● **BRIEF**
All of the records listed below should be retyped exactly.

Point annotation dataset records:
★ ★ ★ ★ ★
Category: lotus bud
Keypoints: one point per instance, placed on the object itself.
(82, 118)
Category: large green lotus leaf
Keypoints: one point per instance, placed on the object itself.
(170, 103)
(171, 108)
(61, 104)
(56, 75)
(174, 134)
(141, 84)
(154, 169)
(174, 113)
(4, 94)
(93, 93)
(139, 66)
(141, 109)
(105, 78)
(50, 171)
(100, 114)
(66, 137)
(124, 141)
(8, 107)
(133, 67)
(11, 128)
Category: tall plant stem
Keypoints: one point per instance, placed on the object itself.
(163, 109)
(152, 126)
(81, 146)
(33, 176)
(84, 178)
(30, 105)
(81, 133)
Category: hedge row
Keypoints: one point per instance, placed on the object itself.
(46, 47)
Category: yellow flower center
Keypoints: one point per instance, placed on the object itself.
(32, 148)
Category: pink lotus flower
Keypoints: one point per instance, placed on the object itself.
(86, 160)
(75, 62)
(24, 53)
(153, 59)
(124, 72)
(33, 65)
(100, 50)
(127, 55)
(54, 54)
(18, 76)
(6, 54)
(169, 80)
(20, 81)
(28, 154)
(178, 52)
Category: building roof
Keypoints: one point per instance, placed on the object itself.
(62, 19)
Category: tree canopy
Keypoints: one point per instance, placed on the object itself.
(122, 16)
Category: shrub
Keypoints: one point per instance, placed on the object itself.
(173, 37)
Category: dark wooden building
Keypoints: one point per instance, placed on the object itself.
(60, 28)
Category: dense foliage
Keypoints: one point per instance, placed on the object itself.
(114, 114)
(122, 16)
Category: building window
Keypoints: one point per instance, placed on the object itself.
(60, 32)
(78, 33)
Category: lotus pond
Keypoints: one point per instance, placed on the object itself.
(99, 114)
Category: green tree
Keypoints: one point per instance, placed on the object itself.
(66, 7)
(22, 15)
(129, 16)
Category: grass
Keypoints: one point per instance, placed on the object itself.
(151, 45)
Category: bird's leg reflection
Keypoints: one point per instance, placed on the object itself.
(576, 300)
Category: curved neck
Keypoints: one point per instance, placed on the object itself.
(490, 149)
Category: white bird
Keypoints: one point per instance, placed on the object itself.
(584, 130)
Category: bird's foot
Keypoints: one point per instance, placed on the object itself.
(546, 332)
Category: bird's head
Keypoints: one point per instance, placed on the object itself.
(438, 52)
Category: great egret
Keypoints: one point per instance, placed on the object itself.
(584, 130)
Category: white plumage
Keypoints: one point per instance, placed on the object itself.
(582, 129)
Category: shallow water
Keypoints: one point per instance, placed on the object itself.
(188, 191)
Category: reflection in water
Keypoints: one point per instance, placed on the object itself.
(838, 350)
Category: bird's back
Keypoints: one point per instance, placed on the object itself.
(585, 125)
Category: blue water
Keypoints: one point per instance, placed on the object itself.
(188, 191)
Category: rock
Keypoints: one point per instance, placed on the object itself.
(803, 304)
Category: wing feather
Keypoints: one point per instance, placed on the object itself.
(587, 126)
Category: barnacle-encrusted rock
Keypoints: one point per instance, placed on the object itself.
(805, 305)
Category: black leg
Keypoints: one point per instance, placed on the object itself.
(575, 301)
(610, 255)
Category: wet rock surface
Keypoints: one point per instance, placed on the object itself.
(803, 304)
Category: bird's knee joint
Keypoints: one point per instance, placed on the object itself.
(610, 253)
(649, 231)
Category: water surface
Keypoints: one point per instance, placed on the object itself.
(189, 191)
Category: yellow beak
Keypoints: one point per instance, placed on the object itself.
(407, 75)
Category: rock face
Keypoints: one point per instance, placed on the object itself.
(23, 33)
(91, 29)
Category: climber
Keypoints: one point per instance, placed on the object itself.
★ ★ ★ ★ ★
● **TASK ANSWER**
Category: lotus bud
Keypoints: one point per instance, placed on the object itself.
(82, 118)
Category: large green lotus leaf
Keypoints: one point per instance, placed on the object itself.
(170, 103)
(171, 108)
(61, 104)
(56, 75)
(174, 134)
(141, 84)
(154, 169)
(174, 113)
(4, 94)
(93, 93)
(139, 66)
(141, 109)
(105, 78)
(50, 171)
(100, 114)
(66, 137)
(124, 141)
(8, 107)
(133, 67)
(11, 128)
Category: tall plant stem
Keypoints: one point per instance, placed on the object itself.
(163, 109)
(152, 126)
(81, 146)
(33, 176)
(84, 178)
(30, 105)
(81, 133)
Category: hedge row
Keypoints: one point per instance, placed on the object itself.
(46, 47)
Category: yellow flower center
Keypoints: one point per instance, placed on the object itself.
(32, 148)
Category: pink lotus flower
Keypoints: one point per instance, placed on the object itself.
(86, 160)
(75, 62)
(24, 53)
(153, 59)
(124, 72)
(33, 65)
(100, 50)
(127, 55)
(54, 54)
(18, 76)
(6, 54)
(169, 80)
(20, 81)
(28, 154)
(178, 52)
Category: building roof
Keypoints: one point per instance, placed on the object itself.
(62, 19)
Category: tree canopy
Keypoints: one point per instance, placed on the object itself.
(122, 16)
Category: shrub
Keypoints: one point per instance, placed on the object itself.
(173, 37)
Category: dark wooden building
Keypoints: one point per instance, placed on the object itself.
(60, 28)
Category: dense foliage
Keypoints: one point per instance, placed on the object itself.
(114, 114)
(122, 16)
Category: building window
Keypoints: one point per instance, placed on the object itself.
(60, 32)
(78, 33)
Category: lotus pond
Keypoints: one point per instance, placed on the object itself.
(99, 114)
Category: green tree
Keypoints: one point per instance, placed on the object itself.
(66, 7)
(22, 15)
(129, 16)
Category: grass
Keypoints: one point per instance, placed on the object itself.
(151, 45)
Category: bird's leg reflection
Keypoints: one point per instance, placed on the object itself.
(576, 300)
Category: curved neck
Keypoints: one point per instance, placed on the object itself.
(490, 149)
Category: white bird
Keypoints: one point per instance, placed on the object itself.
(584, 130)
Category: bird's foot
Keypoints: one point per instance, placed on the object itself.
(546, 332)
Category: bird's head
Keypoints: one point per instance, placed on the object itself.
(438, 52)
Category: great egret
Keypoints: one point per instance, placed on the object itself.
(584, 130)
Category: white plumage
Keypoints: one point per instance, placed on the object itself.
(582, 129)
Category: shallow water
Keypoints: one point per instance, placed on the object itself.
(188, 191)
Category: reflection in water
Keypoints: one point per instance, placed on the object itself.
(838, 350)
Category: bird's back
Keypoints: one point per instance, placed on the object itself.
(585, 125)
Category: blue water
Keypoints: one point per instance, placed on the object itself.
(188, 191)
Category: rock
Keypoints: one point per instance, placed on the object itself.
(803, 304)
Category: wing feather
Keypoints: one point per instance, placed on the object itself.
(587, 126)
Category: barnacle-encrusted rock
Keypoints: one point per instance, placed on the object itself.
(805, 305)
Category: black leg
Keypoints: one point per instance, placed on the object itself.
(575, 301)
(610, 255)
Category: wet rock surface
Keypoints: one point per instance, placed on the object itself.
(803, 304)
Category: bird's knee joint
Keypoints: one point per instance, placed on the object itself.
(610, 253)
(649, 231)
Category: water surface
Keypoints: one point per instance, placed on the object itself.
(189, 191)
Category: yellow beak
Keypoints: one point per instance, placed on the object itself.
(407, 75)
Category: rock face
Keypoints: one point per instance, placed on the object itself.
(23, 33)
(91, 29)
Category: climber
Keypoints: one point per instance, placed on the object itself.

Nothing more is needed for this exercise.